Top of TASK MATERIAL

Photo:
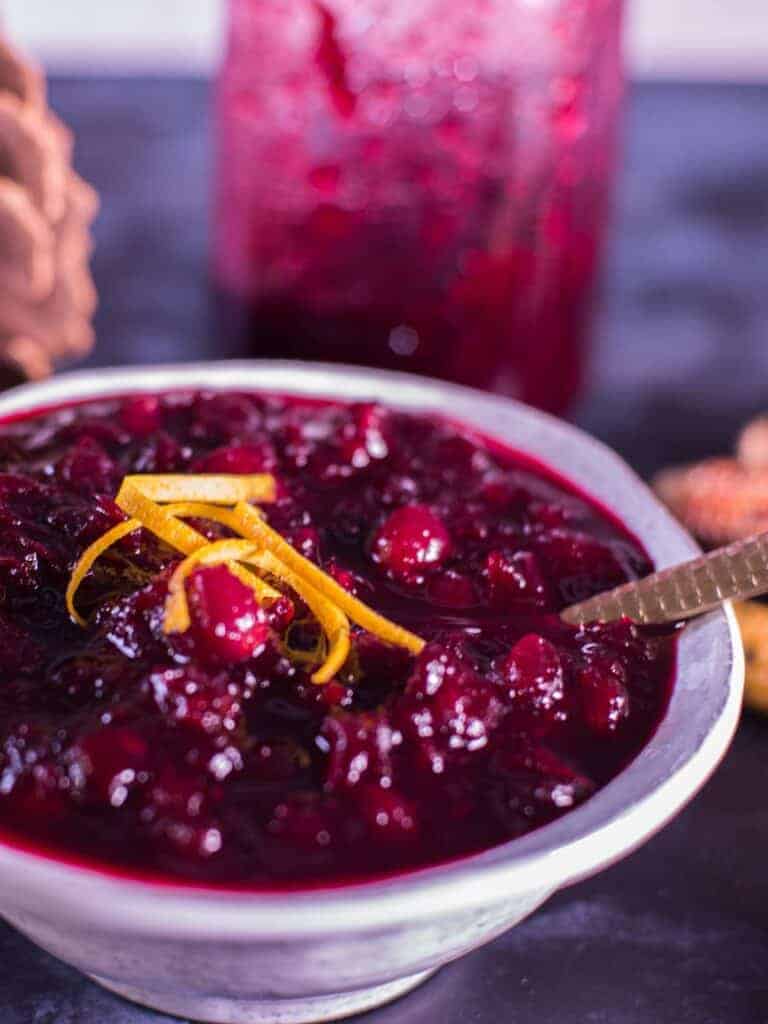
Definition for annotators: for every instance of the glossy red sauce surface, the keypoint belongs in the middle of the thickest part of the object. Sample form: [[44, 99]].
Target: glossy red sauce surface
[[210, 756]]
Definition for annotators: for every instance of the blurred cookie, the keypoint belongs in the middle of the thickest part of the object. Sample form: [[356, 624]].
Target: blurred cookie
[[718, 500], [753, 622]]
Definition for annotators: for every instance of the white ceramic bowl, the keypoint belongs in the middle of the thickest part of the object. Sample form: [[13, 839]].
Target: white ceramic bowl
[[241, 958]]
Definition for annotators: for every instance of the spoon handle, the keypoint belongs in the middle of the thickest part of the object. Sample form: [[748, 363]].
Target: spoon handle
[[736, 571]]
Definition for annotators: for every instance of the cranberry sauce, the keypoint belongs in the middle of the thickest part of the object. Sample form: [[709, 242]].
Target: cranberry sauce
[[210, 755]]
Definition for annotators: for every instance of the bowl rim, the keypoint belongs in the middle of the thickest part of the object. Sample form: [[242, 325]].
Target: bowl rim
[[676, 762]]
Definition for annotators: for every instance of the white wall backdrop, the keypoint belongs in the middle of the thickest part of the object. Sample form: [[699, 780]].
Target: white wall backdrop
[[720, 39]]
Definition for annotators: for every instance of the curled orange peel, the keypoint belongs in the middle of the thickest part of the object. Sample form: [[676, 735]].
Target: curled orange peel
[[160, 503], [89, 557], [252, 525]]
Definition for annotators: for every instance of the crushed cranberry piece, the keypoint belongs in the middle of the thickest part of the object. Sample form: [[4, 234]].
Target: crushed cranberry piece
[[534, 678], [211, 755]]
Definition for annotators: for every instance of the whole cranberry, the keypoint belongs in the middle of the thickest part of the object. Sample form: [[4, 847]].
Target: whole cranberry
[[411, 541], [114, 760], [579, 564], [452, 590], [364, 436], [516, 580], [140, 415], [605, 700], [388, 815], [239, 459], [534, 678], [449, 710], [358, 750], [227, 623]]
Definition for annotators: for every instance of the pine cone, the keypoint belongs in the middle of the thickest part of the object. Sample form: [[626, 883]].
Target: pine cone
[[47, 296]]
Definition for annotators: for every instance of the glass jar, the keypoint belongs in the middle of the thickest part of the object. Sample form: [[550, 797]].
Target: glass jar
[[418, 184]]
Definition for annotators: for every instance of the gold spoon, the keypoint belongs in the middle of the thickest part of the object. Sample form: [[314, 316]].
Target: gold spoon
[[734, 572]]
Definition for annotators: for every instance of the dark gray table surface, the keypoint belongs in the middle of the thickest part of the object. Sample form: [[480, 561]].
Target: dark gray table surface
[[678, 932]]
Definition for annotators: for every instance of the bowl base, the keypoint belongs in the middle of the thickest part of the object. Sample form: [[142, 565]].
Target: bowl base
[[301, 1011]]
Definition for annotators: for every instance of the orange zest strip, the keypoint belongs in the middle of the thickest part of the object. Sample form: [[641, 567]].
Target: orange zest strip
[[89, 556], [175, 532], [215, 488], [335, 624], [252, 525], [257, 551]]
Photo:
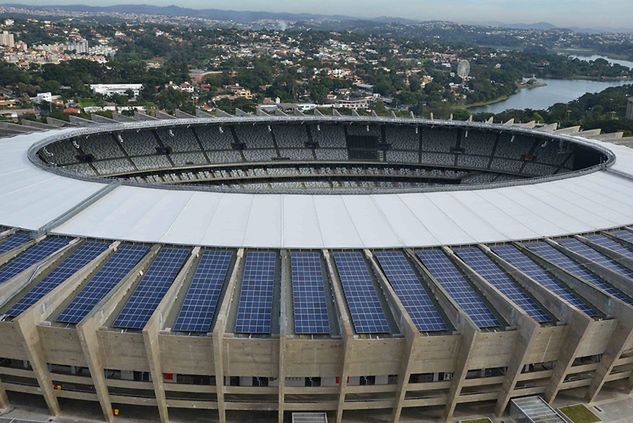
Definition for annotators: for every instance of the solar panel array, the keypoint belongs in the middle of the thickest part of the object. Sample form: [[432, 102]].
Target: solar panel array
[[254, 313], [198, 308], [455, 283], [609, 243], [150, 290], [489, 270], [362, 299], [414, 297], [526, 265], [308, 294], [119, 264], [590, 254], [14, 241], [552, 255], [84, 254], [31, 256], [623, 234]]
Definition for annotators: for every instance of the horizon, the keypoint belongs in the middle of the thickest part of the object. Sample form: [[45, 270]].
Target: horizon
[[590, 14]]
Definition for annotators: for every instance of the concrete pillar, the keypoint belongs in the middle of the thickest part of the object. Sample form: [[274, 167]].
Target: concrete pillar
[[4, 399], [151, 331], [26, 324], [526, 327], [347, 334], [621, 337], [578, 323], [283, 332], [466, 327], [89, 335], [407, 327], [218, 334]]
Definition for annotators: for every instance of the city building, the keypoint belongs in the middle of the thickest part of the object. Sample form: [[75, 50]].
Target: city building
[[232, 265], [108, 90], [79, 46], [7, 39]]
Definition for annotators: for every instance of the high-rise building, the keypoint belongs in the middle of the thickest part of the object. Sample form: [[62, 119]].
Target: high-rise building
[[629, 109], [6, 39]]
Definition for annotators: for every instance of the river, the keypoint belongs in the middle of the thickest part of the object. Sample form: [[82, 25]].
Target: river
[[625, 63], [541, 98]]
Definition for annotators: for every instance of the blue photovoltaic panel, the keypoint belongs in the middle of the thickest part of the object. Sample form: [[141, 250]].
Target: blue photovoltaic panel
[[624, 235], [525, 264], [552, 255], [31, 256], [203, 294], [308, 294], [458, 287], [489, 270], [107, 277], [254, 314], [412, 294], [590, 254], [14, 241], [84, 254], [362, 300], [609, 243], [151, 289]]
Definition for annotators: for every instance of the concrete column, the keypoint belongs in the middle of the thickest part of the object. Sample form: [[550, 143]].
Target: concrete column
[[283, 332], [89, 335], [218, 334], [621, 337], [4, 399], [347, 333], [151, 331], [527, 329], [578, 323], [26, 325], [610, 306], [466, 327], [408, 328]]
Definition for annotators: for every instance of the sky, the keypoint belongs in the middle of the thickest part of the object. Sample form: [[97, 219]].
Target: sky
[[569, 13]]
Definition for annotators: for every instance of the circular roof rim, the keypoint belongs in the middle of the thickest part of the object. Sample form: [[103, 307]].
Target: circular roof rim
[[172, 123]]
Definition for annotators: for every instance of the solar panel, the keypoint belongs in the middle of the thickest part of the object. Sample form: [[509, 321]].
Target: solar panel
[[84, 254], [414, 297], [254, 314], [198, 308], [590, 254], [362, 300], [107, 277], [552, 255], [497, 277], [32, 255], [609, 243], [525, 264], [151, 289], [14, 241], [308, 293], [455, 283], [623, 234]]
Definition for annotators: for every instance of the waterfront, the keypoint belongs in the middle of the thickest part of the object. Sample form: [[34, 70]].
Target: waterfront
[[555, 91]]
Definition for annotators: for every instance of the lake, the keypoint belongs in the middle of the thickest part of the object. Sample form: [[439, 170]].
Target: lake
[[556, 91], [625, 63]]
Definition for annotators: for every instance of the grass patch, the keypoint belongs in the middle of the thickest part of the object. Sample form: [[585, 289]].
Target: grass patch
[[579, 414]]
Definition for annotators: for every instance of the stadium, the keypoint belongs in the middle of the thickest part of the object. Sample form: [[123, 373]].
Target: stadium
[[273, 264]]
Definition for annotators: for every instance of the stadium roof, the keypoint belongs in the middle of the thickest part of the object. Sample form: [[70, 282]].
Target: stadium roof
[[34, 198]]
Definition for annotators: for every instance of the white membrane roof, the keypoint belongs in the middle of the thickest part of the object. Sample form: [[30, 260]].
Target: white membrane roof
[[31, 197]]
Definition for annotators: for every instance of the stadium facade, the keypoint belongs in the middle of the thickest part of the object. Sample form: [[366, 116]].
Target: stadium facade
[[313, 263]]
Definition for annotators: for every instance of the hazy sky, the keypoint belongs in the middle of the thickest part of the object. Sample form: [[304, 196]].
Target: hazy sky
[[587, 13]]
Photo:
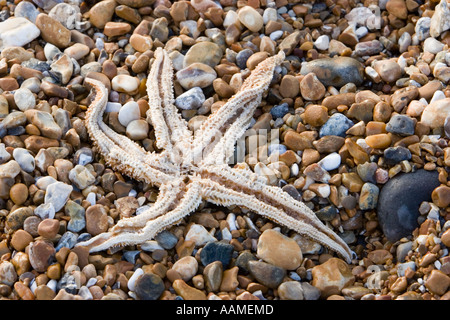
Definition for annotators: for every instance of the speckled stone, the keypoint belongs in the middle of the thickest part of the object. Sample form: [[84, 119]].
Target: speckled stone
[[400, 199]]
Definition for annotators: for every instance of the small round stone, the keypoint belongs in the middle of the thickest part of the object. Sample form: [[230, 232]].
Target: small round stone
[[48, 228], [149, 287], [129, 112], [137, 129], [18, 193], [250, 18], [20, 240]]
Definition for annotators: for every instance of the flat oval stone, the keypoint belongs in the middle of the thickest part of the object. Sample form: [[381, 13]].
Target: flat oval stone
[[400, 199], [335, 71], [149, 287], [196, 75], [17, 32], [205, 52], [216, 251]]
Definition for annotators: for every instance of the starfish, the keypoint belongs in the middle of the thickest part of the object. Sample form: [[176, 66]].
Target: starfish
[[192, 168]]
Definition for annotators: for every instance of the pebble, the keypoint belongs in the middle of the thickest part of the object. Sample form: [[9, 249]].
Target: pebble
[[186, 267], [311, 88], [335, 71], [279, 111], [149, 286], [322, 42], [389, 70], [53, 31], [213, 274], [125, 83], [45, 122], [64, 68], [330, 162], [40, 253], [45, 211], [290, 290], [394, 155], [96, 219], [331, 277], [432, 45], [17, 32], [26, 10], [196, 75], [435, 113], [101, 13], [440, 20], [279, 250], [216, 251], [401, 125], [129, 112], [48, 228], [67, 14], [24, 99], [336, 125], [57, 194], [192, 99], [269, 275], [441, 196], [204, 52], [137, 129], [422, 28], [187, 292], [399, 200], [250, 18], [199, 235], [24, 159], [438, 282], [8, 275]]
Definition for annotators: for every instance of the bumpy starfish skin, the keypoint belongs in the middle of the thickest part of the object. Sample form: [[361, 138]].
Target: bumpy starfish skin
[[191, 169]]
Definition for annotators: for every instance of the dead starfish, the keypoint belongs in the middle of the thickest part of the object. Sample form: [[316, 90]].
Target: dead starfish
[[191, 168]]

Bottom of TASK MATERIAL
Top of TASK MATERIAL

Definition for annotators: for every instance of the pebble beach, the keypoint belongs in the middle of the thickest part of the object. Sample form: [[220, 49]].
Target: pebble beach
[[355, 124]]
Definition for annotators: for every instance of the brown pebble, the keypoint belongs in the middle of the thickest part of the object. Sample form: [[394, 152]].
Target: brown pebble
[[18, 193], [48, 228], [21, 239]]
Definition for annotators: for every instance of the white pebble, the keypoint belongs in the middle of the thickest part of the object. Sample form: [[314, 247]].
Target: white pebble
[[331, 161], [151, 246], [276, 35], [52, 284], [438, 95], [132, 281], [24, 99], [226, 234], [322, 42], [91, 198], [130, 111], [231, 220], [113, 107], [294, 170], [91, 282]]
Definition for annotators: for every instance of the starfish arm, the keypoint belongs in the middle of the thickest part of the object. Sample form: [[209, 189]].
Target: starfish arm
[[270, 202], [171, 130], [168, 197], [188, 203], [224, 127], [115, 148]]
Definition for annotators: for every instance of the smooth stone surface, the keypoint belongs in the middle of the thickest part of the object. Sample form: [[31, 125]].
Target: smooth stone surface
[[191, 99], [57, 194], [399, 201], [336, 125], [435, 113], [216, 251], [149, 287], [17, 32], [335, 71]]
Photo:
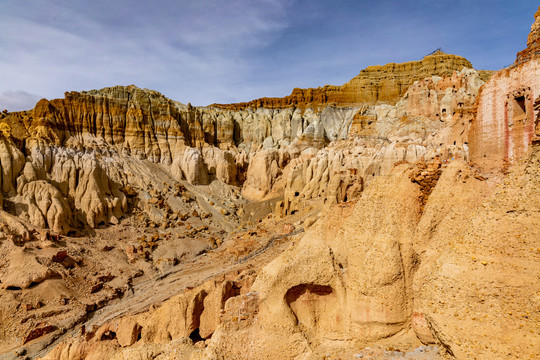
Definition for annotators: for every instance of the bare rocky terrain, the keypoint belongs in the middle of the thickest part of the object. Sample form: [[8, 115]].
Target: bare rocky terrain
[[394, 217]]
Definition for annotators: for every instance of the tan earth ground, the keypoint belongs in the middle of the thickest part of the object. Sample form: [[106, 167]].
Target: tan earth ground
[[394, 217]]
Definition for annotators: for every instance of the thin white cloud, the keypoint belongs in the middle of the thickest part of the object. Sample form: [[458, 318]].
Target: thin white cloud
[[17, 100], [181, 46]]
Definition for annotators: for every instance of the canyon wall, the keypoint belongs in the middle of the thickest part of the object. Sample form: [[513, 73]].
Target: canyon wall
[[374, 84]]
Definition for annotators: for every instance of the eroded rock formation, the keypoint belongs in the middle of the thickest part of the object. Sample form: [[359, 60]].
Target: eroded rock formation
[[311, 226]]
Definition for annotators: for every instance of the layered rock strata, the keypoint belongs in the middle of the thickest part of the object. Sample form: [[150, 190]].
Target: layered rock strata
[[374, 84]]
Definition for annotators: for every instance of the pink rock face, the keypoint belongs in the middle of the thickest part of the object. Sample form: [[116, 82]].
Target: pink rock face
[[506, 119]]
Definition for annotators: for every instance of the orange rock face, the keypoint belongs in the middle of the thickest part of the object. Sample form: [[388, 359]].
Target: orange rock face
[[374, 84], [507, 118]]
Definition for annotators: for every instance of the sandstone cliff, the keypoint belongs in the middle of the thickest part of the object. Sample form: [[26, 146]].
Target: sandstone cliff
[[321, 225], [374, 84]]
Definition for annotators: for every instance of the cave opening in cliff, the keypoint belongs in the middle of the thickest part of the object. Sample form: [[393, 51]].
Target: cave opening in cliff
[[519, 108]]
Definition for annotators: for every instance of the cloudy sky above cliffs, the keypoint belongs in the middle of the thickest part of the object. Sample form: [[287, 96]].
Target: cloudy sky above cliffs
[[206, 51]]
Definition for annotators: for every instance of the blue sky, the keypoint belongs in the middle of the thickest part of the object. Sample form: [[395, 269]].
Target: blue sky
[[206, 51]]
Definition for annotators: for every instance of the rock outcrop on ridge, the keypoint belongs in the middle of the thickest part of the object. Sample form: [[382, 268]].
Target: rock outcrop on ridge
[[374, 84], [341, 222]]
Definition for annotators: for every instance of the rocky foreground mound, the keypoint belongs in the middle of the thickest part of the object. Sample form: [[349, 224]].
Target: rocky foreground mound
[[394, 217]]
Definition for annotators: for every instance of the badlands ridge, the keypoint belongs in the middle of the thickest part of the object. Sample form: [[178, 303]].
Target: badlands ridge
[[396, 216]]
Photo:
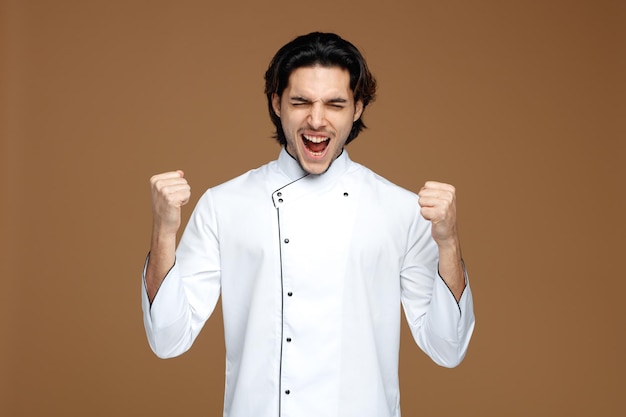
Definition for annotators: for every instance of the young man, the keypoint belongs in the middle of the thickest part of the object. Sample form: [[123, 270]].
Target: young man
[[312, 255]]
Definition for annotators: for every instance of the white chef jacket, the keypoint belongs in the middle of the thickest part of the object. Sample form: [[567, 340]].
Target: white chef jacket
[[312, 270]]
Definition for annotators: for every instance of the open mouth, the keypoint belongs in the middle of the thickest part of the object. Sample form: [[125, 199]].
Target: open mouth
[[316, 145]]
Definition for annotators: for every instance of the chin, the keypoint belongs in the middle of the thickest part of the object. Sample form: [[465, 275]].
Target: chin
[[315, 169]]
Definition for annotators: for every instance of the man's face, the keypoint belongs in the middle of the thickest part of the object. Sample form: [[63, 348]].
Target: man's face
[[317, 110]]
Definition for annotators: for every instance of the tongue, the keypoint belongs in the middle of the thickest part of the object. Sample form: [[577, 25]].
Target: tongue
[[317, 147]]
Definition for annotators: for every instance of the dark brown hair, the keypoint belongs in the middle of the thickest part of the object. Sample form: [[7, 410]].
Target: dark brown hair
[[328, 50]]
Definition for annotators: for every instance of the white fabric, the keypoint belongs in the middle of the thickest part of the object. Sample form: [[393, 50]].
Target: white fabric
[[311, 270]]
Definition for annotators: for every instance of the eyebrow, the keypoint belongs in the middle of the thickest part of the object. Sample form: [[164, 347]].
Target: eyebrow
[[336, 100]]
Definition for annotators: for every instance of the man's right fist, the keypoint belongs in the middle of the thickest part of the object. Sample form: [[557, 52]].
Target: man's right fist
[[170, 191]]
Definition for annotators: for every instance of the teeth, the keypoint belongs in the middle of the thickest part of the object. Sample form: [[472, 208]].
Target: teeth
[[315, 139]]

Bottom of TASK MATERIAL
Top of TASK MATERIAL

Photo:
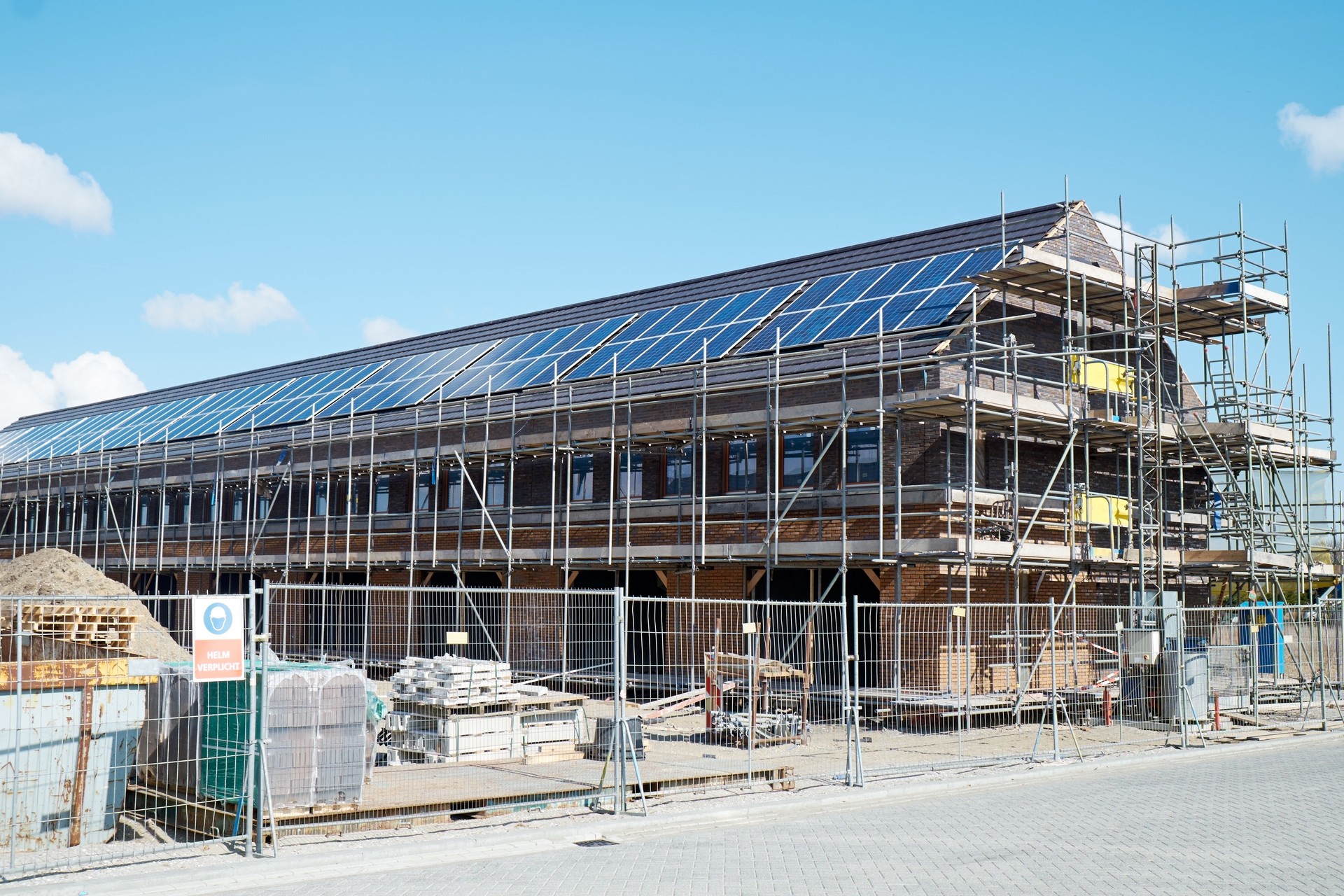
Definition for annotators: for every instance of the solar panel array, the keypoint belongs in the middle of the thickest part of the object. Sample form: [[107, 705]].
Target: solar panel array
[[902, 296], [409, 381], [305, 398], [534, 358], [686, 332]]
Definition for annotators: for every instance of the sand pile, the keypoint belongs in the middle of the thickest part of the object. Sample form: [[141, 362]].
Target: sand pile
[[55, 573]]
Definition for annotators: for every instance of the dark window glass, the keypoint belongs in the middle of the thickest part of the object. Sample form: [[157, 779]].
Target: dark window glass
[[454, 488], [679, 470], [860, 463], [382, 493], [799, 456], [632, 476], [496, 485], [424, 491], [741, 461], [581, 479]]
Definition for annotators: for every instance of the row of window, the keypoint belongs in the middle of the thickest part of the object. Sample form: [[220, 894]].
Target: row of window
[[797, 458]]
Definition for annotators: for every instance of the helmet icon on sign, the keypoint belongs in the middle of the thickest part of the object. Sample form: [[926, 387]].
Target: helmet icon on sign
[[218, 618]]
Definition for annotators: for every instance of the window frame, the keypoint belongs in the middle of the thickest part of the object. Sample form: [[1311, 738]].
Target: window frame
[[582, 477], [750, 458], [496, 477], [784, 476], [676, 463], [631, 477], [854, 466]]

Bottom of TASK MATERIAL

Transcribe the lines above between the line holding "form: [[432, 102]]." and the line holding "form: [[45, 270]].", inclusive, exactly as they stand and with nothing added.

(RESULT FOR THIS EXERCISE):
Definition for annotators: for every instance of the solar panel array, the keypoint belongs in the middle of the thickest part of the object. Sample form: [[432, 102]].
Target: solar panel array
[[254, 313], [198, 308], [455, 283], [609, 243], [150, 290], [489, 270], [362, 299], [414, 297], [526, 265], [308, 294], [119, 264], [590, 254], [14, 241], [552, 255], [84, 254], [31, 256], [623, 234]]
Definition for annotators: for every instance of the horizon, the keypoint belongs in the middle of the thickest part of the object. Sample form: [[45, 270]].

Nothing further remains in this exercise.